▶ [Text block]
-=-=-
There is a phenomenal love and admiration for the game, which is reflected in the sales figures.
This success is the result of brilliant engineering and smart business decisions.

In this article, we will discuss why did the developers chose the Playstation as the release platform and how did they manage to get next-gen graphics quality on their limited hardware.

Why was crash bandicoot graphics so much better than the other games released on the same hardware at the time?

Going with Playstation not Sega or Nintendo

In 1994, Naughtydog inc., the famous game development studio was just two roommates back then, Andy Gavin and Jason Rubin.
They worked on a title called way of the warrior and sold the publishing rights to Universal Studios and things were going pretty well, then they wanted to make a 3D platform game.

3D platform games were all the rage back then, Titles like sonic the hedgehog, Mario were very popular back then.
So they wanted to make a 3D platform game that had cartoony graphics and a unique look and feel.

Game development, in general, requires a huge investment upfront, it’s a product that needs expensive hardware, programmers, designers, testers… all before actually selling the game and you don’t really know the market reaction to the game, especially if this is a new type of game like 3D platformers back in 1995–6.
-=-=-
▶ [Short exercise] Continue the article on the making of Crash Bandicoot, picking up after its final sentence about the upfront cost of game development.

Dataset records
-=-=-
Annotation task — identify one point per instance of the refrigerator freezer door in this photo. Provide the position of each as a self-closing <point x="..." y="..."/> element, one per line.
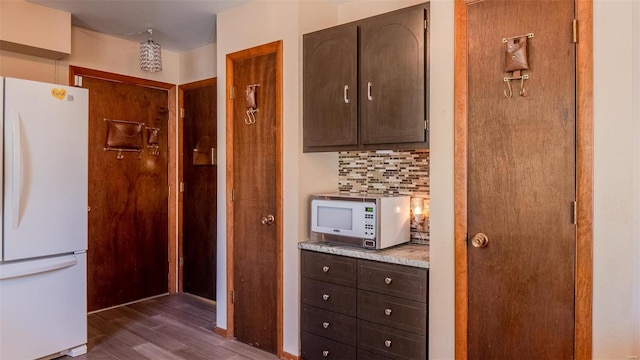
<point x="45" y="169"/>
<point x="43" y="306"/>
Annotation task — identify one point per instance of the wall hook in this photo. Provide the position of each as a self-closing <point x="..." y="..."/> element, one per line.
<point x="509" y="94"/>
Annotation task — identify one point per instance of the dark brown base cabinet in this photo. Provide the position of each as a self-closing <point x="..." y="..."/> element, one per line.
<point x="362" y="309"/>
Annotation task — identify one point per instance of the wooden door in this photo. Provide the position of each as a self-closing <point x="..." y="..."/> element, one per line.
<point x="521" y="183"/>
<point x="392" y="77"/>
<point x="128" y="247"/>
<point x="331" y="87"/>
<point x="200" y="181"/>
<point x="256" y="213"/>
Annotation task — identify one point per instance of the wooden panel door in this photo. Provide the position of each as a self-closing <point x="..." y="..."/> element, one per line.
<point x="521" y="184"/>
<point x="128" y="246"/>
<point x="199" y="202"/>
<point x="255" y="241"/>
<point x="392" y="77"/>
<point x="331" y="87"/>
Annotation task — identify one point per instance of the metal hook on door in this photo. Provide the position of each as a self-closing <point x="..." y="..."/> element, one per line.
<point x="251" y="104"/>
<point x="251" y="117"/>
<point x="509" y="92"/>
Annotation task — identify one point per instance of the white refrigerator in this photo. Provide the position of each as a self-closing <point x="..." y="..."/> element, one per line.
<point x="43" y="292"/>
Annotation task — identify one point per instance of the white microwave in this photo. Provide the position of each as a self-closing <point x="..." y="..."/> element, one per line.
<point x="368" y="221"/>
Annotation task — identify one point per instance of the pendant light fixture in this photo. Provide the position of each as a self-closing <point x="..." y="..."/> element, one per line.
<point x="150" y="55"/>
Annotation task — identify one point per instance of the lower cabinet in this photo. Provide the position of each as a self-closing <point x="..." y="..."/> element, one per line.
<point x="362" y="309"/>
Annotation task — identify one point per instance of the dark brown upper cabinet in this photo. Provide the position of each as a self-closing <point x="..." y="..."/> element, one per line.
<point x="365" y="84"/>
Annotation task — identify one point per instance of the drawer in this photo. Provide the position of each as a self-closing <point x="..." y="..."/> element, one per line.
<point x="390" y="342"/>
<point x="328" y="324"/>
<point x="392" y="311"/>
<point x="391" y="279"/>
<point x="337" y="298"/>
<point x="316" y="347"/>
<point x="366" y="355"/>
<point x="335" y="269"/>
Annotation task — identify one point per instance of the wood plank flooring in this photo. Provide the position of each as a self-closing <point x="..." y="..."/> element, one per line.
<point x="171" y="327"/>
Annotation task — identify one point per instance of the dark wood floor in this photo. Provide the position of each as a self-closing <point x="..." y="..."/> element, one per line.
<point x="172" y="327"/>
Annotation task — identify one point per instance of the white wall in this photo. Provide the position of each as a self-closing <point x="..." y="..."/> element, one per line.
<point x="91" y="50"/>
<point x="198" y="64"/>
<point x="616" y="166"/>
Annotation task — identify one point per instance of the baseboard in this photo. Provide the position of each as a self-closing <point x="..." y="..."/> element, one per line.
<point x="222" y="332"/>
<point x="287" y="356"/>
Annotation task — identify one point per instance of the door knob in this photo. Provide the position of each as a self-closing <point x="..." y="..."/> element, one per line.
<point x="480" y="240"/>
<point x="268" y="220"/>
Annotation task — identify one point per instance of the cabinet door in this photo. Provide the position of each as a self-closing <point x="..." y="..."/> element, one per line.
<point x="392" y="77"/>
<point x="330" y="87"/>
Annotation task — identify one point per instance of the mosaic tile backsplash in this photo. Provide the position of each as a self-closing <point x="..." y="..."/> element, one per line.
<point x="404" y="172"/>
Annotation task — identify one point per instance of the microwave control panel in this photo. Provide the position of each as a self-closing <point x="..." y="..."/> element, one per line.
<point x="369" y="221"/>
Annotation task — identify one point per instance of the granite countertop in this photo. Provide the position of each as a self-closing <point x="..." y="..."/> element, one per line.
<point x="403" y="254"/>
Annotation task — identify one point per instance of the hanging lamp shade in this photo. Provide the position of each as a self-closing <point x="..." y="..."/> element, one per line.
<point x="150" y="55"/>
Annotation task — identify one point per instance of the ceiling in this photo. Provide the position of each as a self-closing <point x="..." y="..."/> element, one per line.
<point x="178" y="25"/>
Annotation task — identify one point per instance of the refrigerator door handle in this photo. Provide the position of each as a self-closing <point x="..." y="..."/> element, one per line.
<point x="16" y="186"/>
<point x="26" y="268"/>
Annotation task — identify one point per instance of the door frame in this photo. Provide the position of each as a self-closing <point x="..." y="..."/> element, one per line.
<point x="273" y="47"/>
<point x="584" y="179"/>
<point x="172" y="204"/>
<point x="180" y="171"/>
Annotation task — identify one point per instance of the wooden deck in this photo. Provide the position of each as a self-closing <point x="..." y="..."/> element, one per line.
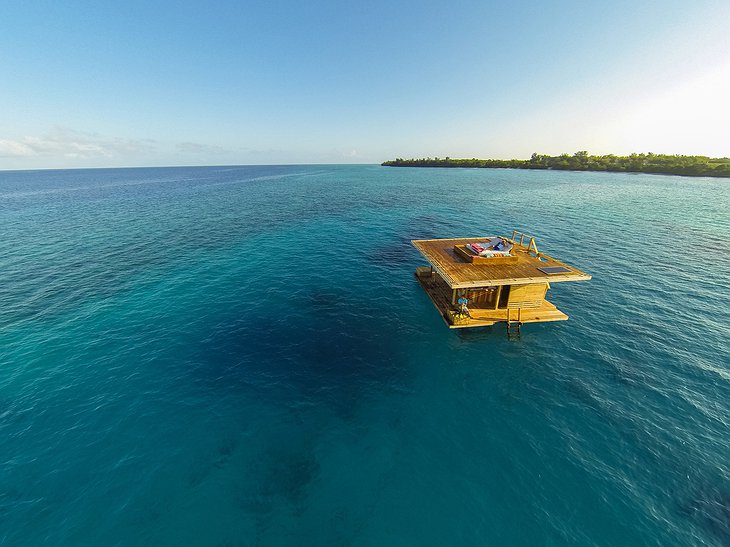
<point x="440" y="294"/>
<point x="460" y="274"/>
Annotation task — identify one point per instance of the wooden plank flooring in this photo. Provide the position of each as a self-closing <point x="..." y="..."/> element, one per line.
<point x="440" y="294"/>
<point x="461" y="274"/>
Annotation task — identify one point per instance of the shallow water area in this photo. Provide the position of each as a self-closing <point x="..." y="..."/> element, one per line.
<point x="241" y="355"/>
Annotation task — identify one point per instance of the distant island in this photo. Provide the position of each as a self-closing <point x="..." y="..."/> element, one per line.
<point x="662" y="164"/>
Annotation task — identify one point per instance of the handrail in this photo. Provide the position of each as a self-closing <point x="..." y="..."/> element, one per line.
<point x="532" y="246"/>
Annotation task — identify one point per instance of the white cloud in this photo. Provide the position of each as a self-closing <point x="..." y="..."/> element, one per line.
<point x="68" y="143"/>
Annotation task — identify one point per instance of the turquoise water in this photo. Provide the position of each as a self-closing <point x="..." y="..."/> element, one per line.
<point x="241" y="356"/>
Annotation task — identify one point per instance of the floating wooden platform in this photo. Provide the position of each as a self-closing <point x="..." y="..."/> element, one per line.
<point x="510" y="289"/>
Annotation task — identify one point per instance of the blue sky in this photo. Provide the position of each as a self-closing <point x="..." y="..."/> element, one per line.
<point x="93" y="84"/>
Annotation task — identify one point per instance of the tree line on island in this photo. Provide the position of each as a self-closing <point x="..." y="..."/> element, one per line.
<point x="664" y="164"/>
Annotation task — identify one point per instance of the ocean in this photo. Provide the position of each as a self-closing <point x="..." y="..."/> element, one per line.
<point x="242" y="356"/>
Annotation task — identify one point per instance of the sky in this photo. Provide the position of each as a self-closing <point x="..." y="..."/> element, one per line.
<point x="148" y="83"/>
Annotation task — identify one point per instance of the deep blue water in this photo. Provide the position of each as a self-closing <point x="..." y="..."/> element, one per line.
-=-=-
▶ [Exercise response]
One of the big decisions in game development is the platform on which you will develop and distribute the game, so then came the question which game console will they use.

At the time, there was The Sega Saturn, Nintendo was preparing to launch a new console and Lastly, Sony was preparing to launch their all new console the Playstation.

At the time, Sega had Sonic the hedgehog as a mascot and was a big selling game for the console, Similarly Nintendo had Mario, but playstation didn’t have that big game that basically represented the console.
Adding to that, Playstation was the first console Sony releases which meant there wasn’t a lot of competition at the initial period of the console release.

business decisions like this are very important, because you can have a great product in a very competitive market and get crushed by competition.
Releasing Crash Bandicoot in a small game market like the playstation meant having some big advantages.
For instance, There is a large room for growth and a chance to acquire a large chunk of the market size, try competing in a big market with a market giant and you will find it nearly impossible, you are outnumbered, have limited and lower resources and lack the experience the market competitors already has.

When the game shipped and the sales figures went crazy, a big immediate success, Sony bought the licensing rights to the Crash bandicoot series, and basically making it the de-facto official game of the console, even shipping the game with console in the same box.
So this decision of choosing the platform ended up to be a very important one.

Crash audience

One point we will discuss briefly is the nature of the game.
Crash bandicoot is cartoony,silly and looks colorful. This made it very appealing to a wide audience, It was not a 1st person shooter game, or a racing game, it was not trying to be super realistic. The developers chose carefully their target audience, It was a game that all people could have fun with.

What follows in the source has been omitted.